[데이터 항목]
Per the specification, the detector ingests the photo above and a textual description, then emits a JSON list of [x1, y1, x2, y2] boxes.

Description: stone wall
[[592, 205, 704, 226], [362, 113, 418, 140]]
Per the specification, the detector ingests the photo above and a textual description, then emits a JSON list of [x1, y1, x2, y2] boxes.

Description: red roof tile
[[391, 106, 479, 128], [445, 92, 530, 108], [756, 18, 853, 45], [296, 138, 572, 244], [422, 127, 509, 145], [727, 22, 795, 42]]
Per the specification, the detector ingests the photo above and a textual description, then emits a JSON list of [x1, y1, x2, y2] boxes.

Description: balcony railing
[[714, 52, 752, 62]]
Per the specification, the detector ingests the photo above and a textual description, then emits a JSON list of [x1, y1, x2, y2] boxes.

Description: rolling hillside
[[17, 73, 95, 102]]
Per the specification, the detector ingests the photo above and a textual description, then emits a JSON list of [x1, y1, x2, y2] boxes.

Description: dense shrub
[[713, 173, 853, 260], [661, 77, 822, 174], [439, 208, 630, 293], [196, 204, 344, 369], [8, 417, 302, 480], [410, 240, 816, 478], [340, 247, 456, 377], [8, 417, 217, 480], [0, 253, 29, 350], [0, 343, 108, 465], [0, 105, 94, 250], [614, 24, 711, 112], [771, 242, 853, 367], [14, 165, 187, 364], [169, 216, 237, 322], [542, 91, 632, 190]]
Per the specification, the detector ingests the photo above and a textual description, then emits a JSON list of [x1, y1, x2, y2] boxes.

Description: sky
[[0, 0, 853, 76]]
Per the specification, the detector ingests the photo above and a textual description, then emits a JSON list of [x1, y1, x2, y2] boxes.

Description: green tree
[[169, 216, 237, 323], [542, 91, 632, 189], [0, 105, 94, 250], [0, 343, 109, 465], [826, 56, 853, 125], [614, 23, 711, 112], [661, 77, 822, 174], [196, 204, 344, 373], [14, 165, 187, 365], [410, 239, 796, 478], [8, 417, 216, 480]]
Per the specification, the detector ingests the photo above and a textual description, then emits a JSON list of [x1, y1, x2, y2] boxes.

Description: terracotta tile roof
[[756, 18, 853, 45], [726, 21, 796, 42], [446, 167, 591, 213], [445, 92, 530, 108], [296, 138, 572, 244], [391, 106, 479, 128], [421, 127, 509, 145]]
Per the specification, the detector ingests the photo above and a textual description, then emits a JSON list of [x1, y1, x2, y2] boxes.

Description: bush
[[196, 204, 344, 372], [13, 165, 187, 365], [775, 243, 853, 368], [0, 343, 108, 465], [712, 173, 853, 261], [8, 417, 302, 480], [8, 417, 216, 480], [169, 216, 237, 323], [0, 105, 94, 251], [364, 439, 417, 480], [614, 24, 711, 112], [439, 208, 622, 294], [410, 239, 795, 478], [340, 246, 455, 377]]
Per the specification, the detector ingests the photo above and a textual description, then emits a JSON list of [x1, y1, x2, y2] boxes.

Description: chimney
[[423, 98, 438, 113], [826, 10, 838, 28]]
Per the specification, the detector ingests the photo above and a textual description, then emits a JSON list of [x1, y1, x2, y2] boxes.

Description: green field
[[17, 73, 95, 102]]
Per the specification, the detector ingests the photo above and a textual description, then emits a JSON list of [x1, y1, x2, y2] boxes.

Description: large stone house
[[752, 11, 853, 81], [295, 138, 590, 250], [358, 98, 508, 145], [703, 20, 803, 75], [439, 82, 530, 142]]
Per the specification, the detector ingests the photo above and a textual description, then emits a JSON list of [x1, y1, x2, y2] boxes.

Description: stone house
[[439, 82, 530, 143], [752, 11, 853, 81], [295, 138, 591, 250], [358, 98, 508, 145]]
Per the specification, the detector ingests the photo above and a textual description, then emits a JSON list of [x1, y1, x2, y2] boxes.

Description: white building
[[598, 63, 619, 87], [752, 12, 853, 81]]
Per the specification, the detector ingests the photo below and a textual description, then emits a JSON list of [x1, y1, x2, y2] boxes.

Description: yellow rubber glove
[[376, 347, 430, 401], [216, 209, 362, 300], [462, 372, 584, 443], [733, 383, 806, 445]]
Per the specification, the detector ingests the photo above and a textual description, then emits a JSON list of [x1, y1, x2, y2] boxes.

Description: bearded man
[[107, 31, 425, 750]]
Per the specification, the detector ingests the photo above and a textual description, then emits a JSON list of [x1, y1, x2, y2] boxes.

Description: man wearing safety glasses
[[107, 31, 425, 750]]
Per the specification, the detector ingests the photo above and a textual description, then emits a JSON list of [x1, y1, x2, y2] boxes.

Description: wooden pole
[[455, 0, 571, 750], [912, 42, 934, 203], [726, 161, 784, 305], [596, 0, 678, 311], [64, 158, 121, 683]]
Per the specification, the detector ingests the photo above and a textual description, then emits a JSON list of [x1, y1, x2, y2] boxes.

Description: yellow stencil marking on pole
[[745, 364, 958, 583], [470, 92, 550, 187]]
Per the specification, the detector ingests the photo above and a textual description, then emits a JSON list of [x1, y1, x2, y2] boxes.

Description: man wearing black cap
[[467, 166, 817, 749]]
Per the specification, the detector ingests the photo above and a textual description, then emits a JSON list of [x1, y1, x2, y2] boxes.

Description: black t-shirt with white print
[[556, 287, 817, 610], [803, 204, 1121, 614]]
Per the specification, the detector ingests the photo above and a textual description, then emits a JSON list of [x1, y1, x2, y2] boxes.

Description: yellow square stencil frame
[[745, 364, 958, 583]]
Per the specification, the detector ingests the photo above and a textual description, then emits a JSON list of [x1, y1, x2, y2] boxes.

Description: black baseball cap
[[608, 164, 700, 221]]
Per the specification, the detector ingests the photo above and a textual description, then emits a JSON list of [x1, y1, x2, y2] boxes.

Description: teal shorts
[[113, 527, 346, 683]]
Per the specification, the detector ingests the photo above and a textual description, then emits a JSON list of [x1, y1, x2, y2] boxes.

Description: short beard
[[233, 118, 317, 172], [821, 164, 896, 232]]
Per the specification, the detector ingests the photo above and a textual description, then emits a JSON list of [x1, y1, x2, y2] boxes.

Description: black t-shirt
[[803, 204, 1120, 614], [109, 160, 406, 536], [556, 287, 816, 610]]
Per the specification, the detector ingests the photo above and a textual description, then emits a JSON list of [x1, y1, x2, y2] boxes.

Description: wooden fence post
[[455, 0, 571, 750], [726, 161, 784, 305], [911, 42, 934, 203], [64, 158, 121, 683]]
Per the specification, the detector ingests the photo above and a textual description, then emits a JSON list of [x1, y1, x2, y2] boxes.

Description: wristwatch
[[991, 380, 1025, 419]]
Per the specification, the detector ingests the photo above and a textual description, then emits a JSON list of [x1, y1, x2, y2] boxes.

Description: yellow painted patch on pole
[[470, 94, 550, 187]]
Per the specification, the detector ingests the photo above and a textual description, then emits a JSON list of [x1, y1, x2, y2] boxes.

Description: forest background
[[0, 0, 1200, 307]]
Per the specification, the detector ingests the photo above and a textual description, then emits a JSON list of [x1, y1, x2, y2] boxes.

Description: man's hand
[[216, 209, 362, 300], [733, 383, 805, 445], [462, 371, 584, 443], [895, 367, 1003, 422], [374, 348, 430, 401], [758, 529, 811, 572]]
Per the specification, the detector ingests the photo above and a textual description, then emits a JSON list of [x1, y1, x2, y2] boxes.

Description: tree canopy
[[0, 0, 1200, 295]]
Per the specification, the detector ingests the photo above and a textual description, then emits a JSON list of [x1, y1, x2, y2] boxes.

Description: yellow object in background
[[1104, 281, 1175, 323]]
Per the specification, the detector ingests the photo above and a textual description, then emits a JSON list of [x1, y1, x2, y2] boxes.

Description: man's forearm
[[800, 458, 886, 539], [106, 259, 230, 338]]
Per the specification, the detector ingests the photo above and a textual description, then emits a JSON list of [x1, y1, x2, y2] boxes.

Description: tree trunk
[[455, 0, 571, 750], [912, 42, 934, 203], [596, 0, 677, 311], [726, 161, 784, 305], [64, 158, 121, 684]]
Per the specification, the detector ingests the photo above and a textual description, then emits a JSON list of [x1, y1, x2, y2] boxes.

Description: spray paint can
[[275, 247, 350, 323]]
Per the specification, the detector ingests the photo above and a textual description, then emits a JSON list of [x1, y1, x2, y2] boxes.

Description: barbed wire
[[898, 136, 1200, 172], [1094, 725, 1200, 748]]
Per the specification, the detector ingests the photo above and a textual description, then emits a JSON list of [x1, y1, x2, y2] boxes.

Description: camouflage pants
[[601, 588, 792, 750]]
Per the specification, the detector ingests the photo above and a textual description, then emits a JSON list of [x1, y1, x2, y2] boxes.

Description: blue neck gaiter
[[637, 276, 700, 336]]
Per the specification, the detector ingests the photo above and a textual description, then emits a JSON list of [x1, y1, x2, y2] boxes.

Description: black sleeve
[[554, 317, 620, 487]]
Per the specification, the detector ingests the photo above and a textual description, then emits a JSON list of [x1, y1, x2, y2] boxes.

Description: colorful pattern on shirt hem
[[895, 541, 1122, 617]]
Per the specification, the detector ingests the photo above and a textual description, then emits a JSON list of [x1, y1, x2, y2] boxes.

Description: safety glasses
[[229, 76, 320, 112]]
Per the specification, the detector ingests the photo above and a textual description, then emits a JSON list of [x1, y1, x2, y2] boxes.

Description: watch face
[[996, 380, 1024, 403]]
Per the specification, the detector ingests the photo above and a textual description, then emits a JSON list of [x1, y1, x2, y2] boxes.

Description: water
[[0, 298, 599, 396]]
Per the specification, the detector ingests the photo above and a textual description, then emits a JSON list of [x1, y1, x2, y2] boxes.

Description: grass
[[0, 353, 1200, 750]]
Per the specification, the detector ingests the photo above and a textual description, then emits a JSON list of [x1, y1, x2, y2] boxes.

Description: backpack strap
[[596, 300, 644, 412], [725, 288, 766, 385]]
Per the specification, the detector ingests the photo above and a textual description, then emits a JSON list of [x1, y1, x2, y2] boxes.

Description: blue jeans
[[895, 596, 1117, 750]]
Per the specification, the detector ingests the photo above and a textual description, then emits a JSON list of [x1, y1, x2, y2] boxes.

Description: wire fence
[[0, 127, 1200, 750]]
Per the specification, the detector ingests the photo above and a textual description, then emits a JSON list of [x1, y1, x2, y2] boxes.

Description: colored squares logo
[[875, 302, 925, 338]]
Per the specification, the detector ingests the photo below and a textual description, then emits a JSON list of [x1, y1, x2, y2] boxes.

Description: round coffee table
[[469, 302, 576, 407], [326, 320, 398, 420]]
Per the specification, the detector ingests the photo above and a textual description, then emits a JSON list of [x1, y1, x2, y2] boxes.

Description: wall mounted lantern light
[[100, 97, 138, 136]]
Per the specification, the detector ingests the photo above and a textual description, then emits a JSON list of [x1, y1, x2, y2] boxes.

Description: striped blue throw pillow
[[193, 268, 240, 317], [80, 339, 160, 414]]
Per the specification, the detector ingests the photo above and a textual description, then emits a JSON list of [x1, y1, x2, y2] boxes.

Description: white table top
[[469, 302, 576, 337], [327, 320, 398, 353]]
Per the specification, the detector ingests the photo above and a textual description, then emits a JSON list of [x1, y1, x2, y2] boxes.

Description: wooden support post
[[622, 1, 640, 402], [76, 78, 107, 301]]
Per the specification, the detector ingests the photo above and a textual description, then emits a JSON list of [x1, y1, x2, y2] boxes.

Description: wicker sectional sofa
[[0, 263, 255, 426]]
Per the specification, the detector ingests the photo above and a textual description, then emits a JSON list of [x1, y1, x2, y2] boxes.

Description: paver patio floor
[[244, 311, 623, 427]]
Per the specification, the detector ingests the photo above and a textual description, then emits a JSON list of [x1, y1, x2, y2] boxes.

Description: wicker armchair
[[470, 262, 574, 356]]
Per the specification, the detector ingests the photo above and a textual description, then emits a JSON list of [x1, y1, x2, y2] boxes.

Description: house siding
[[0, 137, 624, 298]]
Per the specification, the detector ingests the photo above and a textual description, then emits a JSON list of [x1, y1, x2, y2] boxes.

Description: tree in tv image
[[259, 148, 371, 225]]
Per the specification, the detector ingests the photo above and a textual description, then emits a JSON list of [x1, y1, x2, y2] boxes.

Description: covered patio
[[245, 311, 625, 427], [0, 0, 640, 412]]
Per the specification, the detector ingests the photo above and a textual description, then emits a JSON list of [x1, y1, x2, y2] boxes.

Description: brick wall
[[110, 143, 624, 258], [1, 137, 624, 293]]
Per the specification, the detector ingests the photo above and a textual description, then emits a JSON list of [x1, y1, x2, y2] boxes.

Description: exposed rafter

할 일
위 자료에서 "stone"라는 단어가 들어 있는 줄을 모두 골라 옮겨 적으세요. 대문자와 소문자는 서로 다르게 봅니다.

과제 답
Description: stone wall
Description: large stone house
Description: stone house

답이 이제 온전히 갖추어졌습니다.